== Segment start ==

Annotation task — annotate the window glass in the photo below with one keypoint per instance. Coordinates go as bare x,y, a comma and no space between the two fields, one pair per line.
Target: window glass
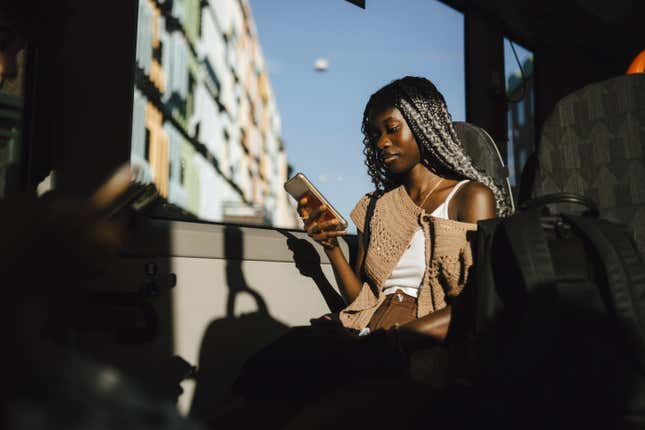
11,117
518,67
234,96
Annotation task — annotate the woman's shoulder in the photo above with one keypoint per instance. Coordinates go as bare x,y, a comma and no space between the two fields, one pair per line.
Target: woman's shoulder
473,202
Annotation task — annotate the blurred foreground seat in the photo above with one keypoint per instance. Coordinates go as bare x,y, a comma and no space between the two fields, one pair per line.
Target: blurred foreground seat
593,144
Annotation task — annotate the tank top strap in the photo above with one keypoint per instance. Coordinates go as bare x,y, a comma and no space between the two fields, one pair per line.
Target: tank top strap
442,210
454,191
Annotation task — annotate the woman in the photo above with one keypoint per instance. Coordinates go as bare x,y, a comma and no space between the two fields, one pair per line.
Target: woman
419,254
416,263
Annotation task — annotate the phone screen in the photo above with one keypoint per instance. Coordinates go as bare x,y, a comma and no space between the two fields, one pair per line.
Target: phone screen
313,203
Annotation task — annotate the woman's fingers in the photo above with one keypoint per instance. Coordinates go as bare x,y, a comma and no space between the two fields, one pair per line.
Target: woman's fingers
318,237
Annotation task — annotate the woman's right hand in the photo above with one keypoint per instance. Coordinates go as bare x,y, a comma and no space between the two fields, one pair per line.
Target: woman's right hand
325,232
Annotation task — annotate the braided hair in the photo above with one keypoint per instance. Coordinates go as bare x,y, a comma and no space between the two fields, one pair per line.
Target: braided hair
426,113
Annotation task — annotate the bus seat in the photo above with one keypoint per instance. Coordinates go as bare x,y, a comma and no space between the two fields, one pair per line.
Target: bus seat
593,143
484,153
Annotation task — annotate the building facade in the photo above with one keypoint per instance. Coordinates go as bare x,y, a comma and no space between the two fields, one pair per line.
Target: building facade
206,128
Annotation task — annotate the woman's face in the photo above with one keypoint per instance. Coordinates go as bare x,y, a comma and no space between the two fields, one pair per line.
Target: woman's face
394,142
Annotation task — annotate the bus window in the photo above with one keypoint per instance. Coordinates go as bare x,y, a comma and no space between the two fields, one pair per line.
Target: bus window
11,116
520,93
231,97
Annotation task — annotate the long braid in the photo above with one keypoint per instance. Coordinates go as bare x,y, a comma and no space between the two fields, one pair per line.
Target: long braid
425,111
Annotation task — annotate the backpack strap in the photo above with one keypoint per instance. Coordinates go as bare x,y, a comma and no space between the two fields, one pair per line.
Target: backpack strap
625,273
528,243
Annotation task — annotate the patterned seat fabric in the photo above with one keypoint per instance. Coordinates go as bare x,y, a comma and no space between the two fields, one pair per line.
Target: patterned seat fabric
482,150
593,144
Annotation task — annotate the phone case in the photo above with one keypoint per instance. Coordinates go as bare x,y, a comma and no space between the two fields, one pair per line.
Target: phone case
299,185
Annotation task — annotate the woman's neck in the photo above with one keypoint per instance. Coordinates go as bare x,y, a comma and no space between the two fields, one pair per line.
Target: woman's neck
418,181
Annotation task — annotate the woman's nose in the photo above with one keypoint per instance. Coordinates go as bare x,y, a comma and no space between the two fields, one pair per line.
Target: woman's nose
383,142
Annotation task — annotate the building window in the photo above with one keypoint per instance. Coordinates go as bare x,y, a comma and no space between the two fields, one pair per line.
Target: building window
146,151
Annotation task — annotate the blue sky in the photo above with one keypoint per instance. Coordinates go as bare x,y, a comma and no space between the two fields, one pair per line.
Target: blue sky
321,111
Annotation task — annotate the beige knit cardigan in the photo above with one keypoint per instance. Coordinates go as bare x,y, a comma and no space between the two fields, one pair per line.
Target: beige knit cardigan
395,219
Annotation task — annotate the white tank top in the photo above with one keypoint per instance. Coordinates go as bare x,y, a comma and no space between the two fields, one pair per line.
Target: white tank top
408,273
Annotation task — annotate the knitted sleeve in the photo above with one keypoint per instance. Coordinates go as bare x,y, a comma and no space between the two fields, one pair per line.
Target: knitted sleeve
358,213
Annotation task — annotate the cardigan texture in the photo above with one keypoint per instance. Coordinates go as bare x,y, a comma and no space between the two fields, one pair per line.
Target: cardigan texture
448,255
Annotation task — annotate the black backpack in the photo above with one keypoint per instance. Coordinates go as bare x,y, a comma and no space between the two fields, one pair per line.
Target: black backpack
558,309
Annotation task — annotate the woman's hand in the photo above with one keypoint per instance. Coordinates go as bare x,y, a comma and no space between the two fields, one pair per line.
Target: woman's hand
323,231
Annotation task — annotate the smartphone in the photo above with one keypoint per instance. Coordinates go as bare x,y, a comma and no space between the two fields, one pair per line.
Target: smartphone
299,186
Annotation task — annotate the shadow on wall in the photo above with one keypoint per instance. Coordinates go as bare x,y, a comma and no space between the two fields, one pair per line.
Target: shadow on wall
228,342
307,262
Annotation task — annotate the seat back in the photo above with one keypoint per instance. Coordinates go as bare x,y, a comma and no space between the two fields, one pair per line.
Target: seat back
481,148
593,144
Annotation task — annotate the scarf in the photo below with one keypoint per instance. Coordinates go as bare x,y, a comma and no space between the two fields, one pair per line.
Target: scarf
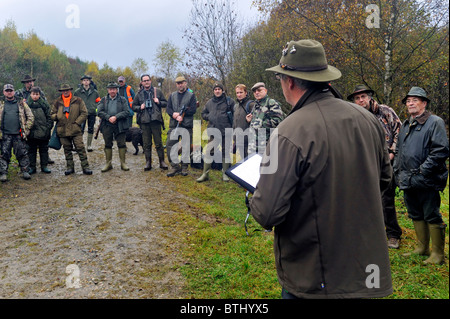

== Segment end ==

▸ **Try it**: An exact repetition of the listing is needed, with the pictures dropped.

▸ **Your response**:
Annotation task — annotate the window glass in the photo below with one keypoint per instance. Coordinates go as bare x,y, a comma and no space between the two fields, one pair per line.
Target: window glass
11,117
518,67
234,96
Annotation task — annotate the woman's shoulder in the photo above with one keypoint per instance. Coordinates go as bare x,y, a comma and no space between the two fields, one pair per line.
Target: woman's shoulder
473,202
Annotation task — annotate the blurred foreground seat in the photo above with one keypoint per instance. Coordinates go as bare x,y, a comma and no space between the two fields, one pair per line.
Target: blurred foreground seat
593,144
Annotation task — annotate the tank top strap in the photo above with one keypoint per instance. Coordinates go as bare x,y, a comma and no space between the two fields, one pair per line.
Target: tank top strap
442,210
454,191
Annotation task — annotate the woman in the photo above with one keypoint per instance. Coordinates go as bare x,y, a comma and no space between the two fields, one pair per line.
Target: woman
419,254
416,263
Annotation task — annotate the phone screen in the photo above with one keypoint per instance. Coordinates go as bare x,y, a comma and no space between the two fields, one pair per line.
Target: phone screen
313,203
Annotation task — annotate the woman's fingers in the photo above with one keypoint per instance. Coordinates go as bare x,y, a comma and no space between the two fields, one pair per line.
Target: woman's fingers
318,237
Annotation task — annotate the woman's right hand in the photo above with one keypoint per instance. Coordinates go as bare x,y, a comma and no space between the two fields, one pair per line.
Target: woman's right hand
325,232
Annotation task — annotate the braided hair in the photo above with one keypoint per instance. Coordinates go as bare x,y, a comma and no space between the two fields, one pair per line.
Target: braided hair
426,113
Annotation task — annotate the bus seat in the photo above with one keypoint per instance. Coordinates go as bare x,y, a comma and no space between the two fields, one pair per line.
Target: bus seat
593,143
484,153
Annotation task — annotate the building facade in the photo above with one keypoint per instance. Coordinates go as bare x,y, a comma and no space between the two fields, one pair per line.
Target: building facade
206,128
Annotation task — annotate the woman's face in the photo above with one keypoint per instance. Coordinates go as bare x,y, a comma and no space between the two fields, one pair per line.
Target: woman's face
394,142
Annotation task — annotate the bus window in the photo above with one keypoint per instance. Coordinates go as bare x,y, a comma and no space between the two fields, one pair per line.
Target: bus window
11,116
520,93
231,97
Annotation task — annotate the long braid in the photo above with one keypoint per instance. Coordinates go as bare x,y, a comma and no space between the two fields, one pair per line.
Target: long braid
425,111
Annotation task — annotate the backpack strap in the photo above with one keypoint per instance. Coordinates go as bare x,y, a comma and no space between the two fields, one pair per line.
Target: backpack strap
625,273
528,243
Annotation task — annotate the patterned seat fabric in the photo above with one keypoint per instance. Coordinates go as bare x,y, a comma and no space between the two fields, one pair per line.
Target: patterned seat fabric
482,150
593,144
Annotation task — annotate the phone case in the photo above with one keypoint per instance. Coordinates go as bare x,y, a comma and no space between the two fields, one pair per line.
Target: phone case
299,185
Annotation task — annotate the woman's neck in the photo above with one keypoint per instance. Coordinates go as bare x,y, a comma and no space between the two fields, one pair per line.
Target: woman's neck
418,181
Annotation task — annotate the woman's nose in the photo above with one keypoint per instance. Coordinates go as bare x,y, a comma and no space between the two fields, one pair per line.
Target: woman's nose
383,142
Annotation task — annotate the building window in the photo above with one keypoint per instance. Coordinates go as bare x,y, a comma and no space between the two fields, one pair per line.
Target: building window
146,151
Annotation task — annotate the blue sky in the photo above with one keypoint per instance. Coordinates go as bare x,y, a comma and no space between the two fields, one pair per line.
Target: blue sky
321,111
Annotation task — annotate the beige knit cardigan in the photo above with one keypoint per instance. Coordinates go as bare x,y, a comma and no space between the two fields, one pair per line.
Target: beige knit cardigan
395,219
Annotation task — annotate the white tank top in the photo above with one keypoint per instance. Coordinates go as bare x,y, a comma and no space between the two fields, one pair per line.
Target: white tank top
408,273
Annotation task — annotate the knitted sleeve in the photo above with one keypoint per instance. Coordinates go as bare x,y, a comma and no space between the two fields, one pair per line.
Target: knitted sleeve
358,213
Annotation task — annotate the cardigan texture in the photo above with one keypoint per instance. Coordinates go as bare x,y, a comma and no space between the two fields, one pair per line.
Target: cardigan texture
448,255
Annotation task — annotate the black backpack in the photo above with one keypoint per instance. Coordinates go as bare x,y, a comma and no space between the two fields, one pair per line.
Target: black backpack
558,309
Annotation task — annotate the woman's hand in the photo above with one keypoint per instance. Coordinates go as bare x,y, a comma and no space between the two fields, one pair per line.
Target: woman's hand
323,231
Annotation task — annotate the smartphone in the photo above with one keypoint per instance. Coordinates go as bare x,y, a comma and no space between the two fields, one pair per line.
Target: smartphone
299,186
Annotation task — annotate the shadow on wall in the photo above with one keypoint per instance. Coordinates go as bare x,y, a comma and no space between the two fields, one pair per line.
Target: shadow on wall
228,342
307,262
Annotation task — annotate the seat back in the photo above with one keypoint per instance. Coordinates go as bare x,y, a comma and no space between the two fields, one pair per line.
Target: seat back
481,148
593,144
Annotation task — annotate the scarf in the photo below with one keypoint per instance. Coordinates go as bare x,y, a comma and no space between the two fields, one pair per line.
Target: scarf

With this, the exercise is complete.